■ **Extrait fourni**:
L'énigme des vampires
Lucy est parfaitement
consciente de son état vampirique : elle sait que sa mort ne lui apportera
aucun soulagement et que c’est d’un autre repos dont elle a besoin. Et elle
sait aussi, car les vampires ont une sensibilité exacerbée, que van Helsing
connaît le moyen de lui procurer ce repos. Par avance, elle accepte l’exorcisme
sanglant accompli sous l’impulsion du professeur. Et celui-ci l’a très bien
compris, comme en témoigne sa réplique au docteur Seward à propos des souffrances
de la jeune fille. Lui aussi, il sait très bien que ces souffrances ne font que
commencer.
Il y a encore le discours que tient van Helsing à Seward
quand tous deux se penchent sur le corps de Lucy dans son cercueil. Ce discours
est bien étrange, car il semble rempli de contradictions, ou tout au moins d’incohérences.
Il traduit pourtant fidèlement la tradition occulte dont Bram Stoker était informé, et qui constitue le nœud de toute l’intrigue de Dracula , en même temps que sa justification. L’insistance
est incontestablement mise sur la notion de dédoublement :
c’est « en état d’hypnose, de somnambulisme », que Lucy a été la
proie du vampire ; mais, dans son état « normal », elle
échappait à son emprise. Or nous savons que, par nature, et selon Bram Stoker, Lucy
Westenra était d’une sensibilité maladive et sujette à des accès de somnambulisme.
Elle offrait donc un terrain privilégié pour les entreprises du vampire, mais
seulement lorsqu’elle se trouvait en état second. D’où la dualité du
comportement de Lucy. Mais, comme elle est morte en état de transe, elle n’a pu
échapper totalement à cette emprise vampirique, et donc elle est condamnée à
devenir vampire elle-même. Il y a pourtant une différence essentielle avec les
vampires ordinaires : on reconnaît toujours ceux-ci à leur figure lorsqu’ils
se trouvent, le jour, dans leur cercueil, car leur état vampirique est
permanent. Pour Lucy, il s’agit d’un vampirisme périodique : c’est
pourquoi van Helsing prend bien soin de dire : « Rien ici ne semble
porter la marque du Malin. » Faut-il comprendre que les puissances démoniaques
ne sont pour rien dans cette histoire, comme semblait l’affirmer le comte
Dracula à Jonathan Harker, en rejetant la légende selon laquelle sa lignée
serait issue d’un accouplement entre des sorcières et des diables ? Ce
passage est bien ambigu. Faut-il donc penser que le vampirisme, ou plutôt l’état
vampirique, peut être obtenu par des moyens autres que diaboliques, c’est-à-dire
par des procédés de magie opératoire ?

■ **Liste**:
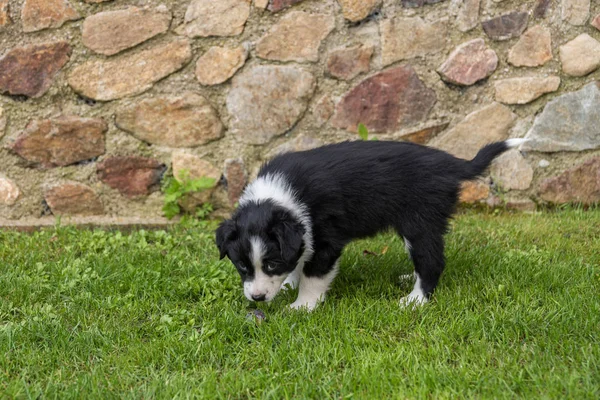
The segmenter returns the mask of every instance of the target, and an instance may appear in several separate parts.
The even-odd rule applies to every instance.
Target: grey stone
[[[430,145],[471,160],[486,144],[505,140],[516,119],[510,108],[492,103],[467,115],[454,128],[433,139]]]
[[[490,172],[494,182],[503,190],[525,190],[533,180],[533,168],[517,149],[498,157],[492,163]]]
[[[561,17],[571,25],[584,25],[590,17],[590,0],[561,0]]]
[[[600,147],[600,84],[563,94],[537,116],[522,150],[583,151]]]

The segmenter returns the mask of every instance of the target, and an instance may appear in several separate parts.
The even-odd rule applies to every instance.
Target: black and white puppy
[[[221,258],[237,268],[249,300],[270,301],[299,285],[292,308],[312,310],[351,240],[394,229],[416,282],[402,305],[426,302],[444,269],[444,239],[460,184],[523,139],[483,147],[462,160],[412,143],[355,141],[275,157],[217,229]]]

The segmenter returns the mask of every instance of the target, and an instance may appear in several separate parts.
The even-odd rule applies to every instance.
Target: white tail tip
[[[505,143],[508,147],[519,147],[523,143],[525,143],[527,139],[508,139]]]

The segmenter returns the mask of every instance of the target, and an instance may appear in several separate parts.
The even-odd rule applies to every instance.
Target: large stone
[[[316,62],[321,42],[334,27],[332,15],[292,11],[258,41],[256,54],[267,60]]]
[[[600,157],[591,158],[559,176],[546,179],[539,196],[550,203],[600,203]]]
[[[218,85],[242,68],[248,57],[244,46],[211,47],[196,63],[196,78],[203,85]]]
[[[596,15],[591,22],[592,26],[600,30],[600,14]],[[1,25],[1,24],[0,24]]]
[[[528,29],[508,53],[508,62],[517,67],[538,67],[552,60],[552,36],[541,25]]]
[[[108,60],[91,60],[75,67],[69,85],[82,96],[101,101],[140,94],[181,69],[192,58],[187,39]]]
[[[68,0],[25,0],[21,9],[23,32],[59,28],[81,18]]]
[[[468,32],[479,23],[481,0],[463,0],[456,16],[456,26],[461,32]]]
[[[585,25],[590,17],[590,0],[561,0],[561,17],[571,25]]]
[[[498,56],[483,39],[458,46],[440,66],[438,73],[446,82],[469,86],[490,76],[498,67]]]
[[[367,18],[381,0],[338,0],[338,3],[342,6],[344,18],[350,22],[358,22]]]
[[[252,5],[260,10],[265,10],[269,5],[269,0],[254,0]]]
[[[17,202],[21,191],[16,183],[5,176],[0,175],[0,204],[12,206]]]
[[[443,122],[441,124],[435,124],[435,125],[427,126],[427,127],[420,128],[417,130],[405,132],[399,136],[399,139],[407,141],[407,142],[411,142],[411,143],[427,144],[431,139],[436,137],[439,133],[446,130],[448,125],[449,125],[448,122]]]
[[[402,0],[402,6],[407,8],[423,7],[427,4],[435,4],[444,0]]]
[[[82,41],[96,53],[110,56],[166,32],[171,18],[164,6],[101,12],[83,22]]]
[[[560,46],[563,72],[571,76],[585,76],[600,67],[600,42],[582,33]]]
[[[466,181],[460,186],[460,196],[458,201],[466,204],[473,204],[486,200],[490,196],[490,185],[481,181]]]
[[[12,21],[8,13],[8,0],[0,0],[0,29]]]
[[[221,171],[210,162],[181,150],[173,152],[171,165],[173,176],[178,181],[181,181],[186,174],[189,179],[213,178],[215,180],[214,187],[221,178]]]
[[[490,39],[508,40],[518,37],[523,33],[527,27],[528,19],[528,13],[514,11],[483,21],[481,26]]]
[[[158,190],[166,167],[145,157],[109,157],[97,165],[98,179],[127,197]]]
[[[381,22],[383,65],[427,54],[446,47],[448,20],[426,23],[421,18],[392,18]]]
[[[496,101],[504,104],[527,104],[558,90],[559,86],[558,76],[510,78],[494,82]]]
[[[310,136],[298,135],[292,140],[275,147],[273,150],[267,153],[267,158],[273,158],[277,155],[290,153],[293,151],[305,151],[323,146],[324,143],[320,139],[316,139]]]
[[[356,132],[394,132],[427,118],[436,95],[410,65],[390,68],[359,83],[338,103],[333,126]]]
[[[318,127],[325,125],[335,111],[335,103],[330,94],[321,96],[311,107],[311,113]]]
[[[4,109],[0,107],[0,139],[4,136],[4,129],[6,129],[6,116],[4,115]]]
[[[301,1],[303,0],[271,0],[269,4],[269,11],[279,12],[293,6],[296,3],[300,3]]]
[[[100,118],[63,115],[32,120],[11,149],[44,168],[64,167],[104,154],[108,125]]]
[[[490,173],[494,182],[506,191],[529,189],[533,180],[533,168],[517,149],[509,150],[494,160]]]
[[[372,46],[359,45],[333,50],[327,57],[327,72],[334,78],[352,80],[369,71],[372,55]]]
[[[516,119],[510,108],[492,103],[467,115],[455,127],[432,140],[430,145],[471,160],[486,144],[505,140]]]
[[[546,104],[522,150],[583,151],[600,147],[600,84],[563,94]]]
[[[507,199],[505,206],[508,210],[534,212],[536,204],[529,199]]]
[[[551,3],[552,3],[552,0],[537,0],[535,9],[533,10],[533,17],[534,18],[546,18],[546,15],[548,13],[548,8],[550,7]]]
[[[294,126],[314,87],[314,76],[296,67],[259,65],[245,70],[233,78],[227,95],[230,131],[246,143],[267,143]]]
[[[248,183],[248,173],[244,161],[240,158],[225,160],[223,176],[227,185],[229,205],[234,206]]]
[[[0,93],[40,97],[69,61],[67,42],[17,47],[0,58]]]
[[[140,140],[167,147],[196,147],[223,134],[215,109],[192,92],[152,97],[120,108],[115,122]]]
[[[250,0],[192,0],[184,24],[175,31],[188,37],[237,36],[250,15]]]
[[[104,206],[89,186],[81,183],[64,183],[49,189],[44,194],[46,204],[54,215],[100,215]]]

■ **Énoncé**:
Répondez brièvement à ces questions sur l'extrait consacré à Lucy et au vampirisme :
1. Selon l'extrait, à quoi Lucy Westenra était-elle sujette par nature ?
2. Dans quel état Lucy est-elle morte ?
3. À quoi reconnaît-on toujours les vampires ordinaires lorsqu'ils se trouvent, le jour, dans leur cercueil ?
La liste est sans rapport avec l'extrait.

■ **Corrigé**:
1. À des accès de somnambulisme.
2. En état de transe.
3. À leur figure.